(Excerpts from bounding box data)
------------------------------------------------------------------------

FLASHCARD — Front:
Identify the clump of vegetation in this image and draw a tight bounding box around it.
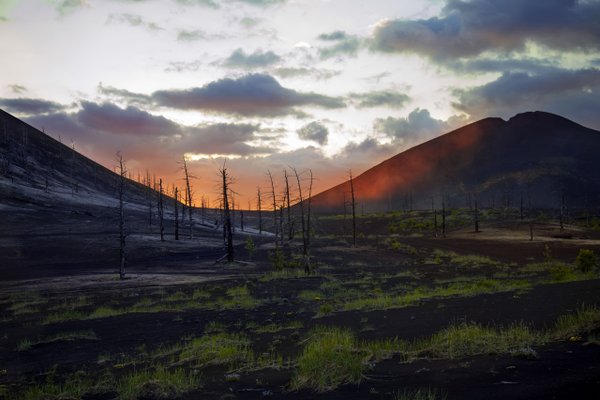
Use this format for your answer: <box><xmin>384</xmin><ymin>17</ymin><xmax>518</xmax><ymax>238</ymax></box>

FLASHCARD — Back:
<box><xmin>394</xmin><ymin>388</ymin><xmax>446</xmax><ymax>400</ymax></box>
<box><xmin>179</xmin><ymin>332</ymin><xmax>252</xmax><ymax>367</ymax></box>
<box><xmin>17</xmin><ymin>330</ymin><xmax>98</xmax><ymax>351</ymax></box>
<box><xmin>291</xmin><ymin>327</ymin><xmax>366</xmax><ymax>392</ymax></box>
<box><xmin>575</xmin><ymin>249</ymin><xmax>600</xmax><ymax>273</ymax></box>
<box><xmin>419</xmin><ymin>322</ymin><xmax>539</xmax><ymax>359</ymax></box>
<box><xmin>549</xmin><ymin>306</ymin><xmax>600</xmax><ymax>339</ymax></box>
<box><xmin>117</xmin><ymin>367</ymin><xmax>200</xmax><ymax>400</ymax></box>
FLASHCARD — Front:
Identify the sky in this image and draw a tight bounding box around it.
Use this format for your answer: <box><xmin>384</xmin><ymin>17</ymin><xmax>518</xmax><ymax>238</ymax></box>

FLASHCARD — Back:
<box><xmin>0</xmin><ymin>0</ymin><xmax>600</xmax><ymax>206</ymax></box>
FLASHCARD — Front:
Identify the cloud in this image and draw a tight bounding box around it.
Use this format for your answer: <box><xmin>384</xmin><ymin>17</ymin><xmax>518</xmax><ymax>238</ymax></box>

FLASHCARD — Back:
<box><xmin>373</xmin><ymin>108</ymin><xmax>446</xmax><ymax>143</ymax></box>
<box><xmin>165</xmin><ymin>60</ymin><xmax>204</xmax><ymax>72</ymax></box>
<box><xmin>50</xmin><ymin>0</ymin><xmax>88</xmax><ymax>16</ymax></box>
<box><xmin>176</xmin><ymin>0</ymin><xmax>219</xmax><ymax>8</ymax></box>
<box><xmin>233</xmin><ymin>0</ymin><xmax>287</xmax><ymax>7</ymax></box>
<box><xmin>77</xmin><ymin>101</ymin><xmax>180</xmax><ymax>136</ymax></box>
<box><xmin>453</xmin><ymin>68</ymin><xmax>600</xmax><ymax>128</ymax></box>
<box><xmin>177</xmin><ymin>29</ymin><xmax>206</xmax><ymax>42</ymax></box>
<box><xmin>173</xmin><ymin>123</ymin><xmax>274</xmax><ymax>156</ymax></box>
<box><xmin>6</xmin><ymin>85</ymin><xmax>27</xmax><ymax>94</ymax></box>
<box><xmin>240</xmin><ymin>17</ymin><xmax>262</xmax><ymax>29</ymax></box>
<box><xmin>318</xmin><ymin>31</ymin><xmax>361</xmax><ymax>60</ymax></box>
<box><xmin>318</xmin><ymin>31</ymin><xmax>349</xmax><ymax>42</ymax></box>
<box><xmin>370</xmin><ymin>0</ymin><xmax>600</xmax><ymax>61</ymax></box>
<box><xmin>107</xmin><ymin>13</ymin><xmax>163</xmax><ymax>32</ymax></box>
<box><xmin>97</xmin><ymin>83</ymin><xmax>152</xmax><ymax>107</ymax></box>
<box><xmin>152</xmin><ymin>74</ymin><xmax>345</xmax><ymax>117</ymax></box>
<box><xmin>349</xmin><ymin>90</ymin><xmax>410</xmax><ymax>108</ymax></box>
<box><xmin>298</xmin><ymin>121</ymin><xmax>329</xmax><ymax>146</ymax></box>
<box><xmin>223</xmin><ymin>49</ymin><xmax>281</xmax><ymax>69</ymax></box>
<box><xmin>0</xmin><ymin>97</ymin><xmax>64</xmax><ymax>115</ymax></box>
<box><xmin>273</xmin><ymin>67</ymin><xmax>341</xmax><ymax>80</ymax></box>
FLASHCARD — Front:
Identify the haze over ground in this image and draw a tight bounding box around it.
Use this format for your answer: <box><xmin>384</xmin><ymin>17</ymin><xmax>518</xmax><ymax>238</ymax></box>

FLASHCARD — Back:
<box><xmin>0</xmin><ymin>0</ymin><xmax>600</xmax><ymax>205</ymax></box>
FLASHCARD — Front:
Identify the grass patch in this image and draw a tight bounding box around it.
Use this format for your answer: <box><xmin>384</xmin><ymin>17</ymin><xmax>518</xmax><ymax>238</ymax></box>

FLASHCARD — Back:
<box><xmin>415</xmin><ymin>322</ymin><xmax>540</xmax><ymax>359</ymax></box>
<box><xmin>258</xmin><ymin>268</ymin><xmax>319</xmax><ymax>282</ymax></box>
<box><xmin>433</xmin><ymin>249</ymin><xmax>504</xmax><ymax>267</ymax></box>
<box><xmin>291</xmin><ymin>327</ymin><xmax>366</xmax><ymax>392</ymax></box>
<box><xmin>393</xmin><ymin>388</ymin><xmax>446</xmax><ymax>400</ymax></box>
<box><xmin>342</xmin><ymin>279</ymin><xmax>531</xmax><ymax>310</ymax></box>
<box><xmin>254</xmin><ymin>321</ymin><xmax>304</xmax><ymax>333</ymax></box>
<box><xmin>179</xmin><ymin>333</ymin><xmax>252</xmax><ymax>367</ymax></box>
<box><xmin>117</xmin><ymin>367</ymin><xmax>200</xmax><ymax>400</ymax></box>
<box><xmin>17</xmin><ymin>330</ymin><xmax>98</xmax><ymax>351</ymax></box>
<box><xmin>550</xmin><ymin>306</ymin><xmax>600</xmax><ymax>339</ymax></box>
<box><xmin>42</xmin><ymin>310</ymin><xmax>86</xmax><ymax>325</ymax></box>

------------------------------------------------------------------------

• **INSTRUCTIONS FOR THE TASK**:
Extract every line of the rows above that contains the word "around", matching its case exactly.

• **ANSWER TO THE EXERCISE**:
Identify the clump of vegetation in this image and draw a tight bounding box around it.
Identify the sky in this image and draw a tight bounding box around it.
Identify the cloud in this image and draw a tight bounding box around it.
Identify the haze over ground in this image and draw a tight bounding box around it.
Identify the grass patch in this image and draw a tight bounding box around it.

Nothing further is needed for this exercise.